Figure 2. Effect of active immunization on the protection of mice against B. parapertussis infection. (A) Groups of animals were immunized with OMVs(Bpp-LPS-O+), OMVs(Bpp-LPS-O−) or non-immunized. (B) Groups of animals were immunized with BppLPS-O+, BppLPS-O− or were non-immunized. (C) Groups of animals were immunized with OMVs(Bpp-LPS-O−) supplemented with BppLPS-O+, OMVs(Bpp-LPS-O−) supplemented BppLPS-O− or were non-immunized. For all panels, the challenge was performed with B. parapertussis AR729 (5 x 107 CFUs in 40 μL) as the pathogen. In each of the three panels, the number of bacteria recovered from the mouse lungs, expressed as the log10 of the means ± SEM (error bars) of the CFUs per lungs, is plotted on the ordinate for the samples from the lungs of the experimental groups indicated on the abscissa. Graphs show values for individual mice and the median value (bar, n = 12 mice) at 7 days after challenge. The dotted horizontal line marks the lower limit of detection. The asterisks (*) indicate significant differences at a p < 0.001 (ANOVA followed by the Bonferroni post-hoc test).

■ **Extracted information**
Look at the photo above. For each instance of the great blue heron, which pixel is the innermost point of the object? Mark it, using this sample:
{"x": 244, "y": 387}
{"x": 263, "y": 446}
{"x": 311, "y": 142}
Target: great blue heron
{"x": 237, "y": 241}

--

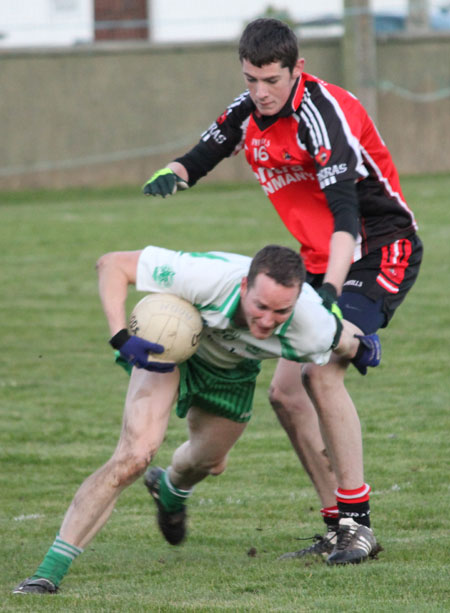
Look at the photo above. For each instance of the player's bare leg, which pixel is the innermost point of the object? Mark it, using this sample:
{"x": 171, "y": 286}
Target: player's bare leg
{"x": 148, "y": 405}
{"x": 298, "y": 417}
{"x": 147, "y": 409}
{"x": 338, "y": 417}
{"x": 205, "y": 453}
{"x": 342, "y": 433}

■ **Apply what you read**
(1) In the figure caption on protecting mice against B. parapertussis, what do the asterisks on the graphs mean, and what statistical procedure lies behind them?
(2) Continue the figure caption on protecting mice against B. parapertussis, starting after its final sentence.

■ **Answers to the tasks**
(1) The asterisks mark significant differences at p < 0.001. Those differences were found by ANOVA followed by the Bonferroni post-hoc test.

(2)
We next sought to investigate if the different protective capabilities detected for the two OMVs studied here correlated with the corresponding LPSs purified from those OMVs from the two strains of B. parapertussis. To that end, we performed in-vivo protection assays using the LPSs isolated from the OMVs derived from each strain, BppLPS-O+ and BppLPS-O−, as vaccines. Mice (n = 12 per each group) were accordingly immunized twice with the purified LPSs (1 μg) and then challenged 2 weeks after the second immunization with a sublethal dose of B. parapertussis AR729 strain, with non-immunized mice being used as a negative control. For the LPS-O+ used in the immunization schedule, but not for the LPS-O−, highly significant differences of more than 4.5 logs in the lung B. parapertussis colony-formation counts were obtained between the LPS-O+ immunized animals and the negative control group or the LPS-O−-immunized animals (p < 0.001; Figure 2B). Consistent with the role of the O antigen in conferring immune protection, when the purified LPS-O+ was added to the formulation based on the OMVs(Bpp-LPS-O−), protection against B. parapertussis infection was restored to the levels detected for the OMVs(Bpp-LPS-O+) vaccine (Figure 2C). As would be expected, no such restoration occurred when the same trial was performed with the purified LPS-O− (Figure 2C).
Since the B. parapertussis ATCC 15237 failed to colonize the lungsof mice, protection assays using this strain for the challenge were not performed. The failure in colonization of this strain containing an LPS without the O antigen was expected based on the results reported by Zhang et al. (15).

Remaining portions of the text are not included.